### Exercise requirements
Rewrite the listing from the line with "A note to the class: find the sectional" through the end of the listing, keeping the requests and raising every coordinate in the answers by 79. Leave the pictures out.

### Records to process
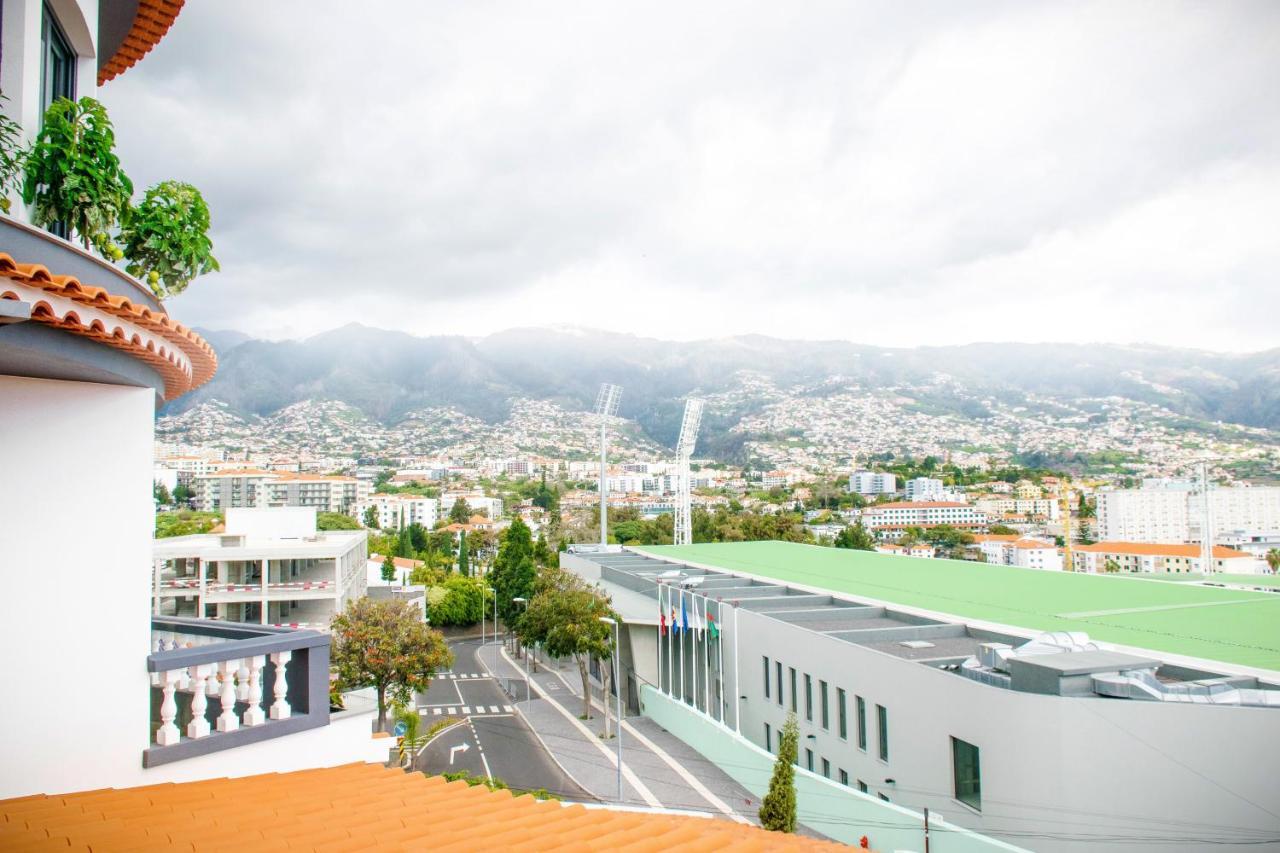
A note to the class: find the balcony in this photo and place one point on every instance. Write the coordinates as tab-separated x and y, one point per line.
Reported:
219	685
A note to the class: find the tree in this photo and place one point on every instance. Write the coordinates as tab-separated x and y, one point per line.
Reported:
384	644
464	565
563	616
461	511
855	537
778	807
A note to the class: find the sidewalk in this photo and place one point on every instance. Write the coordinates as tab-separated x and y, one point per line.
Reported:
659	771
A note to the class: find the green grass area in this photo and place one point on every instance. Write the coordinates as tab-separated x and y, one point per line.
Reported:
1230	625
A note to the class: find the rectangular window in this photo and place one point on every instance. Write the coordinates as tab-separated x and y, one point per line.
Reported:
882	726
967	774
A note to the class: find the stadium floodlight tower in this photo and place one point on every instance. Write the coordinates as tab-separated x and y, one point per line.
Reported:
606	406
684	451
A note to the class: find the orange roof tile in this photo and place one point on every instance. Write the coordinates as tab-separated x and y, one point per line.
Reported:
355	807
150	24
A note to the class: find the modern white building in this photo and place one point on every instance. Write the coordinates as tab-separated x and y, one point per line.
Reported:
269	566
872	483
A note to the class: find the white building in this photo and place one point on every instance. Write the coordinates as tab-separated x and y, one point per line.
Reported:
269	566
872	483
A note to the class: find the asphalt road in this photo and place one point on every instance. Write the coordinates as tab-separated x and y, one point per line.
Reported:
496	739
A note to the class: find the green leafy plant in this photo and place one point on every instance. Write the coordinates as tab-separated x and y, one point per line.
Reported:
12	155
72	173
167	238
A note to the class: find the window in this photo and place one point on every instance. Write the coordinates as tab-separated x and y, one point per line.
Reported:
967	774
882	726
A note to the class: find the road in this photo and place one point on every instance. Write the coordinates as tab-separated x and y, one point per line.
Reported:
497	742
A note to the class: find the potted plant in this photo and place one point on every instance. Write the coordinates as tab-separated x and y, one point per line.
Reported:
167	238
73	176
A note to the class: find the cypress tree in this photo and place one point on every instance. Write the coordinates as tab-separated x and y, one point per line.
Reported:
778	808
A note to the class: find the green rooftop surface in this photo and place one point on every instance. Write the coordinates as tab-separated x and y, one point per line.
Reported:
1229	625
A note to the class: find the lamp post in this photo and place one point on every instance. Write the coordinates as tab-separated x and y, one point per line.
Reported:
524	606
617	688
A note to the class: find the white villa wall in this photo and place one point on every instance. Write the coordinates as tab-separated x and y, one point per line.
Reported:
76	524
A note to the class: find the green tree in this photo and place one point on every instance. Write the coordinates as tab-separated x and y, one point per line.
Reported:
855	537
384	644
563	617
461	511
73	174
778	807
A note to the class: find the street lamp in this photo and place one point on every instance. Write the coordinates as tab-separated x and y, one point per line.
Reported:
524	605
617	688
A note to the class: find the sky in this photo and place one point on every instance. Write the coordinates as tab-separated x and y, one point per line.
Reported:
886	173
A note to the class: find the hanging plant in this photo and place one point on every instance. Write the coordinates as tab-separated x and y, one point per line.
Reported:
72	173
167	238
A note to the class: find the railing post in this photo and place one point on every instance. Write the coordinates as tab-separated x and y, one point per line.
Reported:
168	733
254	715
280	707
227	720
199	725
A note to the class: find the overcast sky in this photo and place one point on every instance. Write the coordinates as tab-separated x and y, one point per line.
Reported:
892	173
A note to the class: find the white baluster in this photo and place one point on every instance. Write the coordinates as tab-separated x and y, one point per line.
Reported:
227	720
280	707
168	733
254	715
199	725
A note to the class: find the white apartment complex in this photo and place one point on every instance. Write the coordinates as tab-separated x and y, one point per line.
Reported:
1173	511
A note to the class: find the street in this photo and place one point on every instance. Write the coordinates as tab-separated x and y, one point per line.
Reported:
493	740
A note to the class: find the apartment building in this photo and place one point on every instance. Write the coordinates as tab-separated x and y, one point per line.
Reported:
1148	557
270	566
872	483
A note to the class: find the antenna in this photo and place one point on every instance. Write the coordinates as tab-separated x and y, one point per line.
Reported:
606	406
689	425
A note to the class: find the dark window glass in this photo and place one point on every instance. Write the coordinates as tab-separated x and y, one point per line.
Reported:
967	772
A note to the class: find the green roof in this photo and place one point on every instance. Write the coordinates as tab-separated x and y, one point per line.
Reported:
1229	625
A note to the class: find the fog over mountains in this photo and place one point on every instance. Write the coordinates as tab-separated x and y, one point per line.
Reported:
387	374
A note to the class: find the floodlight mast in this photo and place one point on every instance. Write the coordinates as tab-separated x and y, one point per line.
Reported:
606	406
689	425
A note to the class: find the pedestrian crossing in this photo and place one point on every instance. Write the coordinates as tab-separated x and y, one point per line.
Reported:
465	710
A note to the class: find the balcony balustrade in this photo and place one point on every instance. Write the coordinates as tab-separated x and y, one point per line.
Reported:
218	685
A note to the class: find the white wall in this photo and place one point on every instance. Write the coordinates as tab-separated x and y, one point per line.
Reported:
76	525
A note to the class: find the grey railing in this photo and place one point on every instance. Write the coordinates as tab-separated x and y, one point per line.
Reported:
218	685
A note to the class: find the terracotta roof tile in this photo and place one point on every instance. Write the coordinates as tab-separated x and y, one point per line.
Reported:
353	807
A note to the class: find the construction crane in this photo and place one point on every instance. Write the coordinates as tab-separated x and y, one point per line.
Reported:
689	425
606	406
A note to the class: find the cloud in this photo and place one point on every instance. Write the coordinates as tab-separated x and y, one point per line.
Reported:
1031	172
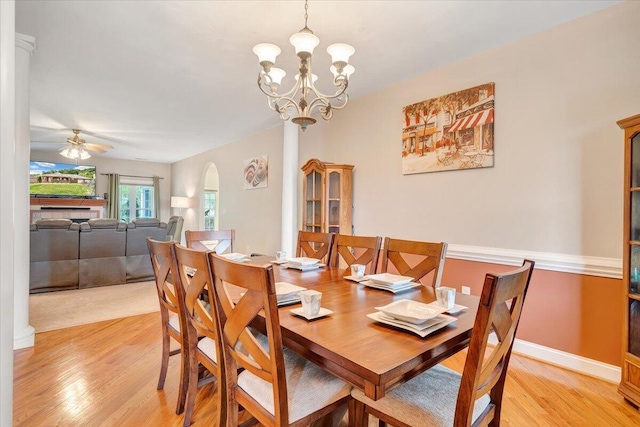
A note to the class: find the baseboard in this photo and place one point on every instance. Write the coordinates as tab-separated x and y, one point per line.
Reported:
577	264
24	339
565	360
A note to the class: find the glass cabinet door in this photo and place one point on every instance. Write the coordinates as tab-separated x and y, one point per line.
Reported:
313	201
334	202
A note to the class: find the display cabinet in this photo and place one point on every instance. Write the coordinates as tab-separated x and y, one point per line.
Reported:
327	197
630	381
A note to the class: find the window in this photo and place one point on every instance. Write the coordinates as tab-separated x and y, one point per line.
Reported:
136	199
210	209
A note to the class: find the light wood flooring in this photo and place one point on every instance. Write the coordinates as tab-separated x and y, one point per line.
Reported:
105	374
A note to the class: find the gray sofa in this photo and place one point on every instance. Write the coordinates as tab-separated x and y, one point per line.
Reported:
103	244
137	253
100	252
54	255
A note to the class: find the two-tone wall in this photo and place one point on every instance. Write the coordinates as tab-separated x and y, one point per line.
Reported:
555	192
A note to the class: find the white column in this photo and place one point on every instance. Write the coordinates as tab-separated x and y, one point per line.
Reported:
7	138
24	333
289	188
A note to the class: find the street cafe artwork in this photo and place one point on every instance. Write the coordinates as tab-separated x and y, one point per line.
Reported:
256	172
450	132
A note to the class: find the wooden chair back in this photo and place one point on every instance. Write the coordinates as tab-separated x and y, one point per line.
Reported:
349	250
169	300
242	349
431	258
485	371
225	240
315	245
160	253
191	272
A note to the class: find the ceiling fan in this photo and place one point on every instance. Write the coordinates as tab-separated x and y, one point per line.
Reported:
78	148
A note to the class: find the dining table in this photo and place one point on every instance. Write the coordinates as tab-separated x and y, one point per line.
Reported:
369	355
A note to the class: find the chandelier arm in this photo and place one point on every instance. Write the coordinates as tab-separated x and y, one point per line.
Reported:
326	100
290	94
275	103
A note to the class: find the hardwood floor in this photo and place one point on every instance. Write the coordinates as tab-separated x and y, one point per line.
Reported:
105	374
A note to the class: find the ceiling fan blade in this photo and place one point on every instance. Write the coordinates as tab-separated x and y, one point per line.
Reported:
48	142
103	146
88	147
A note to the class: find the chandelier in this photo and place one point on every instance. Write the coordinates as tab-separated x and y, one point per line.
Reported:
304	99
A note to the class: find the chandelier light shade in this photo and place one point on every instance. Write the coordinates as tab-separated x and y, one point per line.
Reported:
301	101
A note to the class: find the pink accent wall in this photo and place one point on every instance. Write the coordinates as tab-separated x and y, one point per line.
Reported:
574	313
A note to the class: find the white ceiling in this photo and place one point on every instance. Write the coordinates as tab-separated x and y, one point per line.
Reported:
165	80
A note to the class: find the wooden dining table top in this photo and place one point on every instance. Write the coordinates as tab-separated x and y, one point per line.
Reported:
369	355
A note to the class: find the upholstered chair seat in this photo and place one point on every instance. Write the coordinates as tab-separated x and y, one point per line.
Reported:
428	399
309	388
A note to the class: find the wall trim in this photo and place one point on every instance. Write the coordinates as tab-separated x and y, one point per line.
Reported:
577	264
565	360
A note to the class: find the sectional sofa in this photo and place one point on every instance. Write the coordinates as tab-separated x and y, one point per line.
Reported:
100	252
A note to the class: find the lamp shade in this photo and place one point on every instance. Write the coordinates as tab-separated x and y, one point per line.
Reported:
180	202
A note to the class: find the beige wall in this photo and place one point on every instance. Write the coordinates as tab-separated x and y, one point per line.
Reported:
557	181
254	214
123	167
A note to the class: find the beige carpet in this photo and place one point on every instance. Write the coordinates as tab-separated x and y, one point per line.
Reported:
63	309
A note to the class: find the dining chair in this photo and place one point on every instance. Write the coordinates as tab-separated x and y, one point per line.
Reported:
170	314
430	398
315	245
191	273
224	240
275	386
349	250
414	259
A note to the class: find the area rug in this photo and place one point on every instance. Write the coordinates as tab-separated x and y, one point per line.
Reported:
63	309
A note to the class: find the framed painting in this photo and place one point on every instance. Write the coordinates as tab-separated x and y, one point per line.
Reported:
256	172
450	132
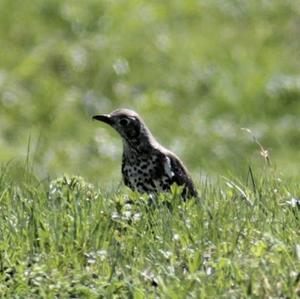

### Solved problem
A note to the class: find the sectional sofa in this photo and place one point on every instance. Write the coordinates as tab-separated x and y, one point per line.
Reported:
179	331
A note to the class: find the lamp shade in this photo and place one point on every instance. Write the coordinates as tab-separated x and y, one point per line.
Reported:
259	281
A note to the class: find the beige wall in this photo and place one point on every instance. Write the coordinates as tab-separated x and y, one point per line.
Reported:
636	260
333	293
202	246
A note to the class: find the beige carpet in this photo and place one point on every instance. Write the coordinates as tab-separated x and y, one point per line.
Reported:
142	388
A note to the class: find the dining chair in this photo and place one point on every instance. Write the coordinates as tab-separated x and y, one point per line.
Reported:
249	393
509	477
394	324
270	352
303	319
354	465
428	329
493	338
A note to the class: find the area rug in this photo and place one point on every instance. Write the coordinates as tab-separated x and y, one point per line.
Reported:
142	388
A note to the class: find the framed painting in this photo and place one point on every instance. Write the coordinates as tab-separated x and y, one point per line.
Reported:
335	251
529	211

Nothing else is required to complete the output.